What you will do
Copy the lines from the first one through the line containing "M 67 124 L 66", swapping "navy blue jersey" for "dark blue shirt" and changing nothing else. Leave the pictures out.

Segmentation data
-- begin --

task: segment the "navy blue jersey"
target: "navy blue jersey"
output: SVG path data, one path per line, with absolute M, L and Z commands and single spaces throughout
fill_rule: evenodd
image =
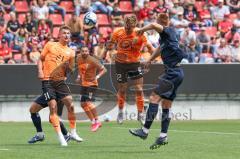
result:
M 161 33 L 159 33 L 159 35 L 163 63 L 168 67 L 174 67 L 186 56 L 186 54 L 179 48 L 175 29 L 172 27 L 166 27 Z

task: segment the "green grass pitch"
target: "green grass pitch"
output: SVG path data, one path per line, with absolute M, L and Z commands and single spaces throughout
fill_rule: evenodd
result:
M 67 124 L 66 124 L 67 125 Z M 96 133 L 89 123 L 78 123 L 82 143 L 69 142 L 61 147 L 53 128 L 43 123 L 45 141 L 29 145 L 35 129 L 31 123 L 0 122 L 1 159 L 239 159 L 240 121 L 174 121 L 169 130 L 169 144 L 156 150 L 149 146 L 159 135 L 155 121 L 150 135 L 141 140 L 128 129 L 139 127 L 136 121 L 118 125 L 103 123 Z

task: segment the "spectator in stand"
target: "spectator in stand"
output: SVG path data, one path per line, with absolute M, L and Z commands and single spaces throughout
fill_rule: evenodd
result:
M 38 51 L 38 46 L 33 45 L 32 51 L 29 54 L 30 63 L 37 64 L 39 57 L 40 57 L 40 52 Z
M 15 0 L 0 0 L 0 6 L 3 7 L 4 12 L 14 12 L 15 6 L 14 6 Z
M 224 35 L 231 30 L 232 26 L 233 24 L 229 20 L 229 14 L 225 14 L 223 21 L 218 23 L 218 30 L 220 31 L 222 37 L 224 37 Z
M 233 44 L 234 41 L 240 41 L 240 33 L 238 33 L 237 29 L 233 27 L 225 34 L 224 38 L 228 44 Z
M 153 9 L 153 12 L 155 17 L 157 17 L 160 13 L 168 13 L 165 0 L 158 0 L 158 5 Z
M 179 5 L 179 0 L 173 0 L 172 1 L 174 6 L 170 9 L 170 13 L 172 15 L 178 15 L 179 13 L 184 13 L 184 9 L 182 6 Z M 177 18 L 176 16 L 174 16 Z
M 201 10 L 199 12 L 199 17 L 201 19 L 201 22 L 204 23 L 204 26 L 206 26 L 206 27 L 213 26 L 213 22 L 211 20 L 211 13 L 210 13 L 210 11 L 208 9 L 208 5 L 207 4 L 205 4 L 203 6 L 203 10 Z
M 214 63 L 213 54 L 209 53 L 207 48 L 204 48 L 202 53 L 200 53 L 199 63 Z
M 27 34 L 24 28 L 19 29 L 19 33 L 14 38 L 13 50 L 21 52 L 22 55 L 26 56 L 27 53 Z
M 148 41 L 152 44 L 154 48 L 159 46 L 159 34 L 155 30 L 149 30 L 148 32 Z
M 72 39 L 80 41 L 83 38 L 83 24 L 75 13 L 72 14 L 72 17 L 67 22 L 67 26 L 71 29 Z
M 0 24 L 0 41 L 3 39 L 5 33 L 6 33 L 6 27 Z
M 50 37 L 50 28 L 49 26 L 46 24 L 46 21 L 44 19 L 39 20 L 38 23 L 38 36 L 39 36 L 39 40 L 40 42 L 44 45 L 49 37 Z
M 141 8 L 144 7 L 144 2 L 146 0 L 134 0 L 134 2 L 132 2 L 133 8 L 135 12 L 138 12 Z M 149 0 L 148 0 L 149 1 Z
M 232 60 L 231 49 L 227 45 L 227 42 L 225 39 L 220 40 L 220 45 L 217 47 L 217 50 L 216 50 L 215 60 L 218 63 L 221 63 L 221 62 L 229 63 Z
M 14 12 L 10 13 L 10 20 L 7 23 L 7 33 L 4 35 L 5 39 L 8 42 L 8 46 L 11 45 L 15 36 L 18 34 L 20 28 L 20 24 L 16 18 L 16 14 Z
M 187 6 L 187 9 L 184 11 L 184 18 L 190 22 L 193 21 L 193 19 L 197 18 L 197 12 L 193 9 L 194 9 L 194 5 L 189 4 Z
M 197 48 L 200 53 L 202 53 L 202 50 L 205 49 L 208 52 L 208 45 L 210 42 L 210 37 L 206 33 L 206 28 L 202 27 L 201 32 L 197 36 Z
M 237 12 L 237 18 L 233 21 L 233 25 L 237 28 L 237 32 L 240 33 L 240 11 Z
M 185 52 L 188 55 L 186 59 L 188 63 L 196 63 L 198 62 L 198 57 L 200 53 L 196 49 L 196 41 L 191 39 L 187 47 L 185 48 Z
M 229 7 L 224 5 L 224 0 L 218 0 L 218 5 L 211 8 L 211 14 L 215 24 L 224 19 L 224 15 L 230 14 Z
M 4 63 L 8 63 L 8 61 L 12 59 L 12 49 L 8 47 L 7 41 L 5 39 L 1 40 L 0 58 L 4 61 Z
M 31 33 L 33 29 L 37 28 L 37 21 L 33 20 L 31 13 L 25 14 L 25 21 L 23 22 L 23 27 L 25 28 L 26 33 Z
M 226 4 L 230 7 L 231 13 L 236 13 L 240 11 L 240 1 L 239 0 L 226 0 Z
M 106 0 L 107 8 L 110 11 L 110 13 L 113 11 L 113 7 L 115 4 L 118 4 L 119 0 Z
M 194 32 L 198 32 L 200 30 L 200 25 L 201 22 L 198 21 L 198 19 L 193 19 L 193 21 L 191 23 L 189 23 L 189 28 L 194 31 Z
M 139 25 L 140 27 L 143 26 L 144 21 L 149 17 L 149 12 L 152 9 L 149 7 L 149 1 L 144 1 L 144 6 L 139 10 L 138 13 L 138 20 L 139 20 Z
M 177 38 L 180 39 L 180 34 L 181 32 L 184 31 L 184 29 L 186 27 L 188 27 L 189 22 L 186 19 L 183 19 L 183 12 L 178 12 L 178 17 L 172 18 L 171 19 L 171 23 L 172 25 L 176 28 L 176 32 L 177 32 Z
M 111 23 L 112 28 L 114 28 L 114 26 L 123 26 L 123 24 L 124 24 L 123 16 L 122 16 L 120 8 L 118 7 L 118 4 L 114 4 L 114 6 L 113 6 L 111 22 L 112 22 Z
M 39 22 L 40 19 L 44 19 L 46 23 L 51 28 L 51 32 L 53 31 L 53 23 L 49 19 L 49 8 L 45 4 L 44 0 L 38 0 L 38 3 L 33 3 L 32 6 L 33 11 L 33 19 L 36 19 Z M 38 25 L 38 24 L 37 24 Z
M 181 47 L 189 46 L 190 42 L 196 42 L 196 33 L 192 31 L 189 27 L 186 27 L 183 32 L 180 34 L 180 45 Z
M 217 41 L 218 37 L 211 37 L 210 39 L 210 44 L 209 44 L 209 52 L 212 53 L 213 55 L 216 54 L 216 50 L 218 47 L 218 41 Z
M 149 11 L 149 16 L 144 20 L 143 25 L 148 25 L 149 23 L 155 23 L 156 22 L 156 17 L 153 13 L 153 11 Z
M 231 54 L 233 55 L 233 62 L 240 62 L 240 41 L 233 41 L 233 45 L 231 46 Z
M 0 6 L 0 25 L 5 26 L 4 10 Z
M 108 42 L 106 47 L 106 63 L 115 63 L 115 57 L 117 54 L 117 50 L 115 49 L 114 43 Z
M 66 11 L 63 7 L 59 5 L 60 0 L 46 0 L 46 3 L 49 8 L 49 13 L 54 14 L 56 11 L 59 12 L 62 16 L 62 23 L 64 24 Z
M 101 13 L 111 15 L 111 9 L 109 9 L 105 5 L 105 0 L 92 0 L 91 7 L 89 8 L 89 11 L 97 12 L 100 11 Z
M 75 14 L 79 17 L 81 12 L 86 12 L 91 6 L 91 0 L 74 0 Z

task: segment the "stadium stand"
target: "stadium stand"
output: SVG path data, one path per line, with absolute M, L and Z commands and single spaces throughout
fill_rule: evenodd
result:
M 84 0 L 84 2 L 88 2 L 89 0 Z M 156 10 L 154 11 L 154 9 L 156 7 L 157 8 L 157 11 L 161 11 L 161 6 L 159 5 L 160 1 L 164 1 L 164 0 L 145 0 L 145 3 L 147 4 L 147 8 L 149 8 L 150 10 L 153 11 L 154 14 L 150 14 L 150 13 L 146 13 L 147 15 L 144 16 L 144 19 L 141 19 L 141 25 L 145 25 L 149 22 L 154 22 L 156 21 L 156 16 L 158 14 L 158 12 L 156 12 Z M 30 3 L 29 3 L 30 2 Z M 52 14 L 49 14 L 48 18 L 45 19 L 47 25 L 49 25 L 50 29 L 51 29 L 51 32 L 49 33 L 49 36 L 48 37 L 45 37 L 45 38 L 41 38 L 40 37 L 40 34 L 37 32 L 38 31 L 38 28 L 37 28 L 37 25 L 38 24 L 38 21 L 41 19 L 41 16 L 40 15 L 36 15 L 36 12 L 35 10 L 33 9 L 34 7 L 38 6 L 38 3 L 37 3 L 37 0 L 34 0 L 34 1 L 26 1 L 26 0 L 16 0 L 15 1 L 15 10 L 14 12 L 16 13 L 17 15 L 17 21 L 22 25 L 22 27 L 29 27 L 29 25 L 31 25 L 33 27 L 33 31 L 32 33 L 28 32 L 25 35 L 24 40 L 26 42 L 26 45 L 27 45 L 27 55 L 29 56 L 29 53 L 31 52 L 31 45 L 29 44 L 30 41 L 29 37 L 31 37 L 32 34 L 36 34 L 38 37 L 35 37 L 37 38 L 37 43 L 38 43 L 38 49 L 39 51 L 41 51 L 41 49 L 43 48 L 43 45 L 48 41 L 48 40 L 51 40 L 51 39 L 57 39 L 57 34 L 58 34 L 58 30 L 59 30 L 59 27 L 62 25 L 62 24 L 66 24 L 69 19 L 72 17 L 73 13 L 75 13 L 75 4 L 74 4 L 74 1 L 72 0 L 61 0 L 58 4 L 59 6 L 61 6 L 62 8 L 65 9 L 66 11 L 66 15 L 64 17 L 64 21 L 62 20 L 62 16 L 60 14 L 60 12 L 54 12 Z M 113 7 L 113 11 L 112 10 L 109 10 L 109 12 L 106 14 L 106 13 L 103 13 L 103 12 L 100 12 L 100 10 L 97 10 L 96 11 L 96 14 L 97 14 L 97 18 L 98 18 L 98 22 L 97 22 L 97 30 L 98 30 L 98 36 L 95 36 L 96 38 L 105 38 L 105 40 L 108 40 L 108 38 L 110 37 L 110 34 L 111 32 L 116 29 L 116 28 L 119 28 L 119 27 L 122 27 L 122 24 L 119 23 L 117 26 L 114 24 L 112 24 L 112 21 L 111 21 L 111 14 L 116 14 L 118 15 L 118 13 L 116 11 L 118 11 L 120 13 L 120 16 L 124 16 L 124 15 L 127 15 L 127 14 L 136 14 L 137 16 L 139 16 L 139 10 L 141 8 L 143 8 L 143 2 L 144 1 L 135 1 L 135 4 L 132 3 L 133 1 L 131 0 L 119 0 L 117 4 L 114 4 L 116 7 Z M 141 4 L 142 2 L 142 4 Z M 197 13 L 197 17 L 196 18 L 192 18 L 191 17 L 191 11 L 189 13 L 189 10 L 187 9 L 188 8 L 188 5 L 191 4 L 191 2 L 194 2 L 194 4 L 192 4 L 194 6 L 193 10 L 196 11 Z M 239 49 L 239 43 L 240 43 L 240 39 L 238 39 L 238 37 L 240 36 L 240 32 L 239 32 L 239 23 L 240 23 L 240 9 L 231 9 L 231 7 L 227 6 L 227 2 L 224 1 L 224 7 L 225 7 L 225 11 L 226 13 L 229 13 L 228 16 L 229 17 L 229 20 L 231 21 L 231 23 L 233 24 L 232 25 L 232 28 L 230 28 L 229 30 L 236 30 L 236 33 L 234 32 L 233 35 L 234 35 L 234 38 L 231 38 L 231 35 L 229 32 L 228 32 L 228 35 L 226 37 L 228 37 L 228 41 L 227 41 L 227 45 L 226 47 L 228 47 L 228 50 L 233 50 L 230 52 L 230 54 L 228 56 L 230 56 L 229 58 L 231 59 L 230 62 L 239 62 L 240 61 L 240 49 Z M 104 4 L 105 7 L 107 8 L 111 8 L 110 6 L 108 6 L 107 3 Z M 45 7 L 48 7 L 47 4 L 44 5 Z M 173 7 L 175 6 L 183 6 L 184 8 L 184 16 L 187 14 L 188 15 L 188 23 L 189 23 L 189 27 L 195 32 L 196 35 L 199 34 L 200 30 L 201 30 L 201 27 L 204 27 L 206 28 L 206 33 L 208 36 L 210 36 L 211 39 L 214 39 L 213 41 L 212 40 L 208 40 L 208 44 L 207 44 L 207 50 L 204 50 L 206 51 L 208 54 L 211 55 L 211 57 L 217 57 L 217 53 L 216 53 L 216 50 L 217 48 L 220 47 L 220 41 L 221 39 L 224 39 L 225 38 L 225 34 L 226 33 L 223 33 L 218 30 L 218 23 L 219 21 L 214 19 L 215 15 L 213 15 L 213 13 L 218 13 L 219 11 L 219 7 L 220 4 L 219 3 L 212 3 L 212 1 L 205 1 L 205 0 L 195 0 L 195 1 L 182 1 L 182 0 L 169 0 L 167 1 L 166 3 L 164 3 L 164 6 L 165 8 L 167 8 L 168 11 L 170 11 L 171 13 L 173 12 Z M 207 12 L 209 12 L 209 15 L 207 17 L 204 17 L 205 14 L 208 14 L 208 13 L 203 13 L 203 9 L 204 7 L 207 6 Z M 90 7 L 91 8 L 91 7 Z M 4 10 L 4 8 L 0 8 L 0 12 Z M 81 9 L 80 9 L 81 10 Z M 83 9 L 81 10 L 81 14 L 79 16 L 79 19 L 82 21 L 83 19 L 83 16 L 84 14 L 86 13 L 86 8 L 83 7 Z M 162 11 L 165 11 L 165 10 L 162 10 Z M 228 12 L 229 11 L 229 12 Z M 28 12 L 31 12 L 32 13 L 32 16 L 33 16 L 33 20 L 25 25 L 23 25 L 23 22 L 25 21 L 25 14 L 28 13 Z M 219 11 L 220 12 L 220 11 Z M 171 16 L 171 21 L 174 22 L 174 20 L 176 20 L 176 14 L 178 14 L 177 12 L 170 15 Z M 152 15 L 154 15 L 154 19 L 152 19 Z M 40 16 L 40 18 L 39 18 Z M 224 15 L 225 16 L 225 15 Z M 37 18 L 36 18 L 37 17 Z M 193 19 L 193 20 L 191 20 Z M 2 41 L 2 39 L 6 39 L 8 42 L 9 42 L 9 35 L 7 36 L 7 26 L 8 25 L 11 25 L 12 23 L 8 23 L 10 21 L 10 11 L 4 11 L 2 12 L 2 19 L 1 19 L 1 16 L 0 16 L 0 20 L 3 24 L 1 24 L 1 32 L 0 32 L 0 40 Z M 186 20 L 186 19 L 184 19 Z M 34 24 L 33 24 L 34 23 Z M 184 30 L 184 29 L 183 29 Z M 35 32 L 35 33 L 34 33 Z M 82 31 L 84 32 L 84 31 Z M 80 35 L 79 38 L 81 38 L 83 35 Z M 149 33 L 148 35 L 149 37 L 152 38 L 152 33 Z M 82 38 L 82 39 L 86 39 L 86 38 Z M 234 39 L 234 40 L 229 40 L 229 39 Z M 10 39 L 11 40 L 11 39 Z M 72 43 L 76 42 L 76 39 L 74 39 L 75 41 L 73 41 Z M 152 40 L 150 40 L 152 41 Z M 76 43 L 76 46 L 80 47 L 82 46 L 83 43 L 86 43 L 87 41 L 85 40 L 77 40 L 77 43 Z M 199 63 L 200 61 L 197 60 L 197 59 L 200 59 L 200 57 L 202 56 L 202 54 L 204 54 L 202 52 L 202 48 L 201 48 L 201 44 L 198 43 L 198 41 L 195 41 L 196 43 L 196 48 L 195 50 L 198 51 L 198 54 L 194 55 L 196 57 L 196 60 L 195 61 L 192 61 L 192 60 L 189 60 L 189 59 L 185 59 L 185 62 L 189 62 L 189 63 Z M 213 44 L 214 43 L 214 44 Z M 14 39 L 12 39 L 12 41 L 10 41 L 9 43 L 9 47 L 13 49 L 14 47 Z M 182 46 L 183 49 L 187 49 L 188 46 Z M 213 48 L 216 48 L 216 49 L 213 49 Z M 16 50 L 15 50 L 16 52 Z M 18 52 L 21 54 L 21 52 Z M 224 55 L 224 53 L 223 53 Z M 18 63 L 22 63 L 21 60 L 19 59 L 20 57 L 23 57 L 23 56 L 17 56 L 18 58 L 16 59 L 15 57 L 12 57 L 12 59 L 9 59 L 9 60 L 17 60 Z M 4 57 L 3 57 L 4 58 Z M 103 59 L 104 61 L 104 59 Z M 191 61 L 191 62 L 190 62 Z M 216 59 L 213 59 L 212 62 L 219 62 L 217 61 Z M 226 61 L 221 61 L 221 63 L 225 63 Z M 228 60 L 229 62 L 229 60 Z M 5 63 L 8 63 L 8 61 L 6 60 Z M 25 62 L 26 63 L 26 62 Z M 29 62 L 27 63 L 31 63 L 30 60 Z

-- end --

Solution to this problem
task: segment the "dark blue shirt"
target: "dark blue shirt"
output: SVG path data, one path per line, with absolute M, L and Z commands and single spaces throughout
fill_rule: evenodd
image =
result:
M 161 33 L 159 33 L 159 35 L 163 63 L 168 67 L 174 67 L 186 56 L 186 54 L 179 48 L 175 29 L 172 27 L 166 27 Z

task: segment the "green grass pitch"
target: "green grass pitch"
output: SVG path data, one path per line, with absolute M, L and Z commands and single spaces throughout
fill_rule: evenodd
result:
M 67 124 L 66 124 L 67 125 Z M 96 133 L 89 123 L 78 123 L 82 143 L 69 142 L 61 147 L 53 128 L 43 123 L 45 141 L 29 145 L 35 129 L 31 123 L 0 122 L 1 159 L 239 159 L 240 121 L 174 121 L 169 130 L 169 144 L 156 150 L 149 146 L 159 135 L 155 121 L 150 135 L 141 140 L 128 129 L 139 127 L 136 121 L 118 125 L 103 123 Z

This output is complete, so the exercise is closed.